— START OF Items —

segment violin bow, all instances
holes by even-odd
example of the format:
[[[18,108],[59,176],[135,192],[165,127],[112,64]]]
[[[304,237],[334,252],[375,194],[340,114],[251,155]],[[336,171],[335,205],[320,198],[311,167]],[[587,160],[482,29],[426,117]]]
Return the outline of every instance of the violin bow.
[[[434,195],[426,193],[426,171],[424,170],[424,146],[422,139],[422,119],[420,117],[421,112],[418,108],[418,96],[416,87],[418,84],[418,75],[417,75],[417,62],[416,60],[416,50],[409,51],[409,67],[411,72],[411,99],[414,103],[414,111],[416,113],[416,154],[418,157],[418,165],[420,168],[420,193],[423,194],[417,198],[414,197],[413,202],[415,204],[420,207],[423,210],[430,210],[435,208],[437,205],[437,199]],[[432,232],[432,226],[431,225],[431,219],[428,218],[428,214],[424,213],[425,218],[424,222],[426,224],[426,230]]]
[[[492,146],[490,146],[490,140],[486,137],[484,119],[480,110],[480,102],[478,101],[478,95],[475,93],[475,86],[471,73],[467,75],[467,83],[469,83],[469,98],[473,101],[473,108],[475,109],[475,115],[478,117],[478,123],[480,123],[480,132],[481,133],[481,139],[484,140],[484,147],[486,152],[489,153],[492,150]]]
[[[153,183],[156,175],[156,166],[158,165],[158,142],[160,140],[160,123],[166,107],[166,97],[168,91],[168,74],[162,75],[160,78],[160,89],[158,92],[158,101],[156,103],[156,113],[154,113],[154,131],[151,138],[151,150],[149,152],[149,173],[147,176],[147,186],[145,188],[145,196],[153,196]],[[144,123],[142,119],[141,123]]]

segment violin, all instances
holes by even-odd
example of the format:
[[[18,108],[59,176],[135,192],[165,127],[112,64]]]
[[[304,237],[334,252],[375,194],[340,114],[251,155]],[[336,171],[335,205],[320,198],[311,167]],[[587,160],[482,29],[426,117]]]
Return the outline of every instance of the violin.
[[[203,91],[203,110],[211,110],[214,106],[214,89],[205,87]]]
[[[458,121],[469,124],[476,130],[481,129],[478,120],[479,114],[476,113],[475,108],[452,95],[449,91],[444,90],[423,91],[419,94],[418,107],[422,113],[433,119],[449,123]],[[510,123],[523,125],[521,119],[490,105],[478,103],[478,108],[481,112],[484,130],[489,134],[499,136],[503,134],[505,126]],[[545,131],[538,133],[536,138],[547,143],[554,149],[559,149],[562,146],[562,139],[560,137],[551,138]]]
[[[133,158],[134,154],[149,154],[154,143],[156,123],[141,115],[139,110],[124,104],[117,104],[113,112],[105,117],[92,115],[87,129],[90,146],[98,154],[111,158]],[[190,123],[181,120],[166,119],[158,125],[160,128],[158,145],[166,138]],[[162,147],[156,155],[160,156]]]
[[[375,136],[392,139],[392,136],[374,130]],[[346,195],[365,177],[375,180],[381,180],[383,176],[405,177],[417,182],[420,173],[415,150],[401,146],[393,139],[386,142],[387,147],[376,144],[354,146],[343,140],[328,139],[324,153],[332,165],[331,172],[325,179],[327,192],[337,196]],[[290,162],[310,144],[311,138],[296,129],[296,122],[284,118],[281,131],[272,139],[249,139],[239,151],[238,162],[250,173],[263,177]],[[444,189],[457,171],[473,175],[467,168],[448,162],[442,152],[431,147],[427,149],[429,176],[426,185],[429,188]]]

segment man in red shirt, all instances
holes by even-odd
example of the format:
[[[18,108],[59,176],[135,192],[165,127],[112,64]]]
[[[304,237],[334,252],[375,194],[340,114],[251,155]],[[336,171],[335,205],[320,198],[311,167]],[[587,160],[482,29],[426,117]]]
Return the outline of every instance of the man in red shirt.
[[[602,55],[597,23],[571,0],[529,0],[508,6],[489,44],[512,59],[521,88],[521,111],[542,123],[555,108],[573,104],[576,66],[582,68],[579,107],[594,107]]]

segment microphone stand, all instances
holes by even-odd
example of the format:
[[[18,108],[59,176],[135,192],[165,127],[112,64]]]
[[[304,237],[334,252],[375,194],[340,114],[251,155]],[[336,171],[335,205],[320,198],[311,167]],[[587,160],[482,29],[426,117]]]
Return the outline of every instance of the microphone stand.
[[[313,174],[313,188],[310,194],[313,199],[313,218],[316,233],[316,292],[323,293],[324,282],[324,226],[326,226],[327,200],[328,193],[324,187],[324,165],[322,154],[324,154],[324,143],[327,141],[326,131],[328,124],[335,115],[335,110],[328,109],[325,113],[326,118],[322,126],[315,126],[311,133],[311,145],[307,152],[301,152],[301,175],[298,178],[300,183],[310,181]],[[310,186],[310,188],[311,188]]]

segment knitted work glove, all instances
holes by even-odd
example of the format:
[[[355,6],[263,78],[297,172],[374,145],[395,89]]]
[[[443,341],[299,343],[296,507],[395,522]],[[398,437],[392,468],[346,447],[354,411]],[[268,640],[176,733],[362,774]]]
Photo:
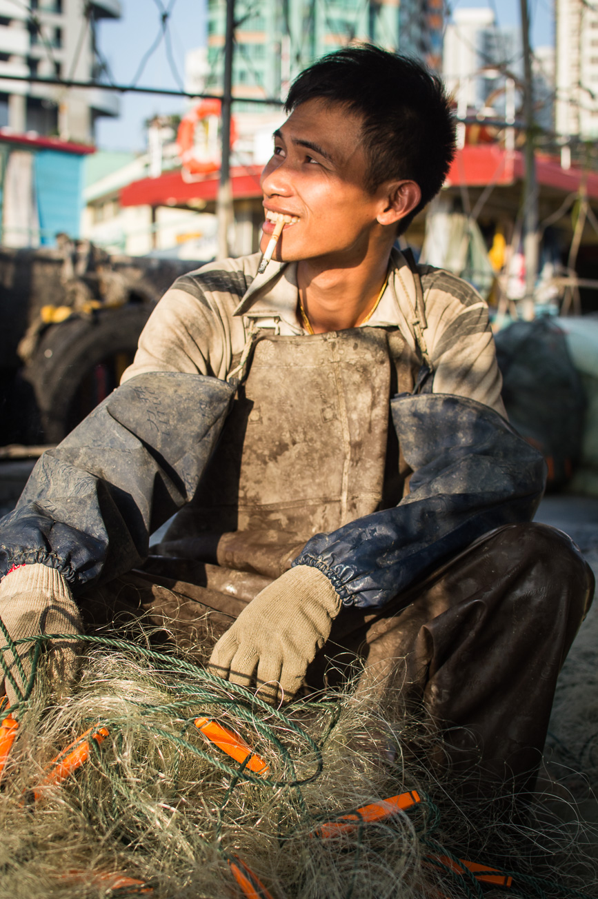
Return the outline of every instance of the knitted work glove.
[[[0,583],[0,618],[12,640],[34,634],[80,634],[83,626],[79,610],[73,601],[68,584],[55,568],[45,565],[26,565],[15,568]],[[0,646],[6,645],[0,633]],[[18,657],[5,650],[3,658],[22,692],[31,673],[33,643],[18,646]],[[53,684],[67,683],[76,671],[76,640],[51,640],[45,644],[50,652],[49,673]],[[0,682],[4,670],[0,669]],[[21,697],[8,677],[4,678],[11,703]]]
[[[310,565],[290,568],[243,610],[214,646],[209,668],[244,687],[254,674],[264,699],[288,700],[340,610],[341,598],[326,574]]]

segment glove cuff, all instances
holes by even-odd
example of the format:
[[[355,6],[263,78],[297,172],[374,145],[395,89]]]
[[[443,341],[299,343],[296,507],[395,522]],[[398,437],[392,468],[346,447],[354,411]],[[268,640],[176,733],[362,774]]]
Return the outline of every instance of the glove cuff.
[[[281,587],[299,596],[307,596],[317,602],[331,619],[336,618],[343,601],[332,585],[332,582],[319,568],[310,565],[296,565],[281,574],[275,582]]]
[[[73,594],[66,577],[56,568],[50,568],[39,562],[20,565],[2,579],[0,596],[8,593],[31,593],[32,595],[49,593],[57,600],[71,601],[73,600]]]

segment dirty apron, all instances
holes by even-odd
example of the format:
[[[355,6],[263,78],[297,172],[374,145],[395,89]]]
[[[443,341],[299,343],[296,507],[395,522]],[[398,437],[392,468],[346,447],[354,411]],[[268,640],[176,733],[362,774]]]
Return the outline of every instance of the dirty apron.
[[[152,621],[203,659],[310,537],[395,505],[409,476],[389,400],[413,390],[421,360],[399,332],[288,337],[275,320],[258,324],[193,501],[159,556],[128,575]],[[344,608],[307,682],[334,685],[359,660],[361,684],[382,701],[396,698],[393,686],[448,723],[453,766],[481,765],[490,780],[513,775],[521,786],[538,764],[557,675],[593,590],[564,534],[500,528],[383,609]]]

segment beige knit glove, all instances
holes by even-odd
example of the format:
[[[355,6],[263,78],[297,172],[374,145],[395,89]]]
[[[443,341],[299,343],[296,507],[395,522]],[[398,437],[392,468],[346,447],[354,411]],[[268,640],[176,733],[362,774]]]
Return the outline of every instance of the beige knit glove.
[[[73,601],[68,584],[55,568],[45,565],[26,565],[15,568],[0,583],[0,618],[12,640],[34,634],[72,634],[83,630],[79,610]],[[0,632],[0,646],[6,638]],[[22,691],[31,673],[34,643],[22,643],[18,658],[10,650],[4,661]],[[52,640],[44,645],[51,653],[49,676],[57,687],[73,680],[76,671],[76,640]],[[0,682],[4,670],[0,669]],[[23,677],[24,675],[24,677]],[[4,690],[11,703],[18,696],[9,678],[4,677]]]
[[[264,699],[288,700],[328,639],[340,610],[341,598],[326,574],[296,565],[243,610],[214,646],[208,666],[244,687],[255,675]]]

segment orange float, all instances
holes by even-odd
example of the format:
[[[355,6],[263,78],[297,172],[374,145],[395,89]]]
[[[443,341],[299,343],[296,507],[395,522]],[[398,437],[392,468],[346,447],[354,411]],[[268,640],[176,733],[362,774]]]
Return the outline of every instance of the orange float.
[[[219,119],[222,113],[222,103],[219,100],[202,100],[201,102],[187,112],[181,120],[179,129],[176,134],[176,146],[178,147],[179,157],[183,163],[183,168],[191,174],[209,174],[210,172],[218,172],[220,167],[219,159],[199,159],[195,149],[195,129],[199,122],[203,121],[210,116]],[[230,146],[237,140],[237,124],[231,117],[230,120]]]

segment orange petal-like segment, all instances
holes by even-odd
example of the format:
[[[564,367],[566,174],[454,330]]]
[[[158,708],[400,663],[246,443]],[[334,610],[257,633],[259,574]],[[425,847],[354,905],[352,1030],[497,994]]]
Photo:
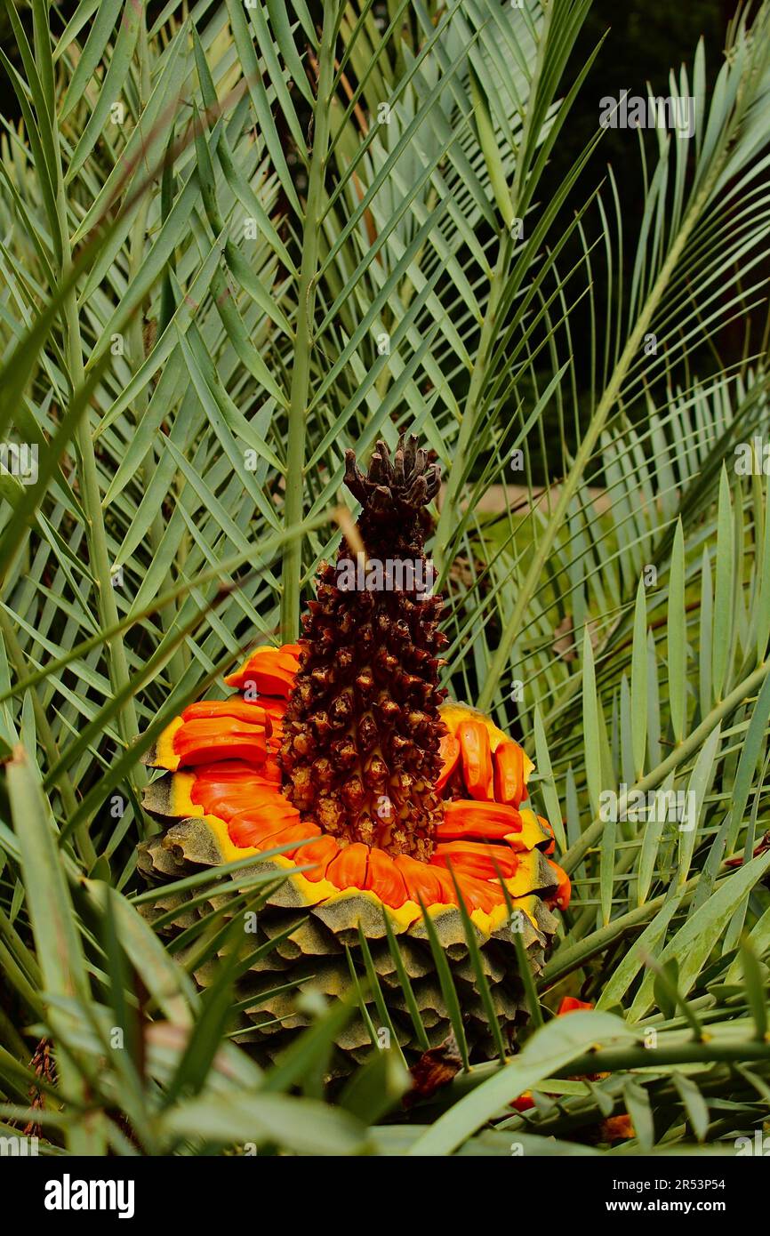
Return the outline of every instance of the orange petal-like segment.
[[[518,743],[501,743],[494,753],[494,797],[518,807],[527,797],[524,751]]]
[[[337,889],[366,889],[368,855],[370,848],[363,842],[346,845],[326,868],[326,879]]]
[[[506,894],[499,884],[489,884],[487,880],[476,880],[473,876],[457,875],[457,886],[468,913],[472,913],[473,910],[483,910],[488,915],[506,900]],[[456,900],[457,896],[455,894]]]
[[[269,849],[272,845],[278,844],[273,840],[274,836],[286,829],[290,823],[290,816],[287,816],[281,810],[250,807],[247,811],[239,811],[237,815],[232,816],[227,824],[227,832],[234,845]]]
[[[274,782],[268,781],[263,769],[255,769],[243,760],[219,760],[195,768],[195,780],[190,798],[206,815],[230,819],[240,811],[260,807],[273,813],[282,811],[297,818],[297,811],[279,794]]]
[[[307,840],[309,837],[320,837],[321,831],[318,824],[314,824],[310,819],[300,819],[295,824],[288,824],[286,828],[281,828],[269,839],[269,849],[273,845],[286,845],[287,842],[294,842],[294,848],[284,850],[286,858],[293,858],[297,863],[304,863],[304,853],[307,847],[300,845],[300,842]],[[310,844],[310,843],[309,843]]]
[[[206,764],[215,759],[262,764],[267,755],[263,726],[248,726],[235,717],[201,717],[185,721],[173,737],[180,764]]]
[[[456,875],[470,875],[477,880],[508,879],[519,860],[508,845],[484,845],[483,842],[442,842],[430,857],[434,865],[451,865]]]
[[[258,695],[282,696],[288,698],[294,686],[294,675],[299,669],[299,644],[284,644],[282,648],[256,648],[240,670],[229,674],[225,682],[239,691],[253,685]]]
[[[444,738],[439,743],[439,755],[444,760],[444,764],[441,765],[441,771],[435,785],[436,794],[441,792],[457,768],[457,760],[460,759],[460,743],[452,734],[444,734]]]
[[[264,708],[258,703],[247,703],[240,696],[230,700],[203,700],[200,703],[192,703],[182,713],[182,721],[213,721],[215,717],[235,717],[236,721],[245,721],[247,726],[262,726],[268,734],[272,733],[272,721]]]
[[[429,863],[419,863],[415,858],[409,858],[408,854],[399,854],[394,863],[404,878],[410,901],[415,901],[418,905],[421,901],[424,906],[454,905],[456,902],[452,881],[449,879],[447,895],[446,873],[440,868],[430,866]]]
[[[331,860],[339,854],[340,847],[335,842],[334,837],[319,837],[316,842],[308,842],[303,845],[297,855],[298,866],[308,866],[307,871],[303,871],[305,880],[310,880],[311,884],[318,884],[319,880],[326,878],[326,869]]]
[[[398,910],[407,901],[407,885],[394,859],[377,847],[372,847],[368,859],[366,887],[376,892],[384,906]]]
[[[576,1000],[575,996],[565,996],[559,1005],[556,1016],[564,1017],[565,1012],[580,1012],[581,1009],[593,1009],[593,1005],[586,1000]]]
[[[502,802],[475,802],[472,798],[456,798],[444,807],[444,819],[436,828],[436,838],[441,842],[477,838],[477,840],[503,839],[512,833],[522,832],[522,817],[515,807]]]
[[[274,735],[272,740],[274,742]],[[266,781],[269,781],[273,785],[281,785],[281,766],[274,755],[267,756],[264,764],[260,769],[260,772],[266,779]]]
[[[548,904],[549,906],[557,906],[560,910],[566,910],[570,905],[570,897],[572,895],[570,876],[559,866],[559,863],[554,863],[552,858],[546,859],[546,861],[554,868],[554,873],[559,880],[559,887],[556,889],[556,892],[548,899]]]
[[[241,811],[268,811],[273,816],[294,817],[295,808],[279,795],[272,785],[219,785],[199,786],[195,781],[190,795],[193,802],[199,802],[208,816],[231,819]]]
[[[462,755],[462,779],[472,798],[492,798],[492,751],[489,734],[481,721],[463,721],[457,727]]]

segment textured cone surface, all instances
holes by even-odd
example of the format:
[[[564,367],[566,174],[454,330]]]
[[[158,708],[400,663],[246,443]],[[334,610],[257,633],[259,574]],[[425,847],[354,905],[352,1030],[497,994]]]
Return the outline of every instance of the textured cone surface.
[[[298,990],[329,999],[350,993],[349,953],[366,980],[360,934],[402,1047],[419,1056],[425,1039],[442,1044],[451,1022],[425,905],[451,967],[471,1058],[486,1059],[496,1043],[457,900],[510,1042],[525,1007],[509,907],[522,911],[515,929],[538,974],[556,931],[545,901],[562,904],[559,869],[545,858],[552,833],[531,810],[519,811],[533,765],[518,744],[473,708],[440,707],[441,601],[423,587],[430,582],[424,504],[438,491],[438,470],[414,439],[402,439],[393,459],[378,444],[366,475],[349,457],[346,482],[362,503],[363,559],[344,546],[334,566],[321,567],[299,645],[255,649],[226,680],[241,695],[192,706],[158,738],[147,763],[166,771],[147,787],[145,806],[173,822],[141,848],[138,866],[162,884],[253,854],[253,866],[227,883],[256,873],[279,881],[264,886],[256,933],[245,933],[239,947],[246,968],[234,996],[237,1037],[258,1058],[279,1056],[309,1023]],[[412,576],[402,572],[400,587],[392,588],[381,576],[367,590],[370,569],[388,561],[408,564]],[[263,857],[276,845],[284,853]],[[323,861],[303,857],[313,849]],[[145,912],[151,920],[173,915],[164,931],[178,934],[222,905],[215,889],[208,904],[190,906],[192,897],[169,891]],[[234,913],[242,901],[239,907]],[[195,970],[201,986],[215,975],[215,959]],[[336,1044],[332,1072],[344,1074],[372,1051],[363,1018],[355,1016]]]
[[[211,852],[209,844],[201,845],[199,834],[198,821],[190,819],[174,826],[173,837],[167,834],[163,839],[153,838],[142,847],[142,869],[154,879],[167,879],[172,871],[173,876],[179,879],[200,870],[201,860],[208,865]],[[173,852],[173,858],[169,852]],[[169,858],[173,864],[172,871],[169,871]],[[255,863],[253,870],[247,868],[243,874],[248,876],[267,865]],[[156,902],[150,917],[178,908],[178,917],[167,928],[167,933],[176,934],[219,904],[219,900],[213,897],[210,902],[197,906],[193,911],[185,911],[185,896],[177,896],[173,901],[169,899]],[[298,913],[295,908],[287,908],[284,904],[276,904],[282,900],[286,901],[286,895],[281,899],[281,890],[269,899],[258,915],[258,934],[248,938],[242,947],[242,954],[255,952],[261,944],[267,947],[274,937],[292,926],[294,931],[277,948],[264,952],[253,962],[236,984],[234,993],[234,1004],[240,1010],[237,1041],[251,1044],[256,1058],[263,1063],[279,1058],[289,1047],[294,1033],[311,1025],[311,1017],[297,1007],[298,991],[320,991],[329,999],[350,994],[352,979],[344,946],[350,949],[358,976],[365,981],[365,964],[352,906],[347,907],[349,916],[345,918],[347,926],[335,931],[319,916],[320,907],[315,907],[308,916]],[[353,900],[345,899],[342,905],[347,906],[347,902]],[[525,918],[523,937],[530,968],[535,975],[543,968],[548,938],[556,929],[556,921],[545,905],[536,901],[536,907],[538,928]],[[476,989],[476,976],[460,912],[447,908],[433,922],[439,942],[450,959],[471,1058],[488,1059],[494,1054],[494,1039]],[[382,915],[378,916],[378,926],[377,934],[382,937],[384,936]],[[517,1026],[527,1020],[527,1007],[509,929],[503,927],[486,939],[477,932],[477,944],[498,1023],[504,1038],[513,1043]],[[399,936],[397,947],[420,1010],[429,1046],[439,1047],[450,1036],[452,1026],[436,979],[435,963],[423,922],[418,921],[408,932]],[[387,939],[371,939],[370,950],[396,1037],[402,1049],[418,1056],[421,1051],[420,1041],[409,1016]],[[208,986],[215,976],[215,967],[210,963],[195,971],[195,980],[201,986]],[[377,1021],[376,1017],[374,1020]],[[371,1051],[372,1042],[365,1022],[360,1016],[353,1016],[337,1035],[331,1074],[345,1077],[352,1067],[362,1063]]]
[[[441,819],[434,784],[446,637],[438,625],[441,598],[424,588],[423,507],[439,473],[409,439],[393,461],[378,442],[366,476],[349,452],[345,480],[362,503],[366,552],[351,556],[342,543],[336,567],[321,566],[318,599],[303,617],[300,669],[283,724],[284,792],[332,837],[426,859]],[[377,587],[367,588],[367,578]]]

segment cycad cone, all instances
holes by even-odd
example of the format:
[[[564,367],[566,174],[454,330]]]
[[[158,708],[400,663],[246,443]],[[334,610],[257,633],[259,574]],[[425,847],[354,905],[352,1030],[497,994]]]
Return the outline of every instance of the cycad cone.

— END OF Items —

▶ **Exercise brief**
Which lines of the data contain the string "instances"? Show every one of them in full.

▶ **Response for this exercise**
segment violin bow, all instances
segment violin, all instances
segment man in red shirt, all instances
segment microphone stand, all instances
segment knitted work glove, all instances
segment glove cuff, all instances
segment dirty apron, all instances
segment beige knit glove, all instances
segment orange float, all instances
segment orange petal-like segment, all instances
segment textured cone surface, all instances
segment cycad cone, all instances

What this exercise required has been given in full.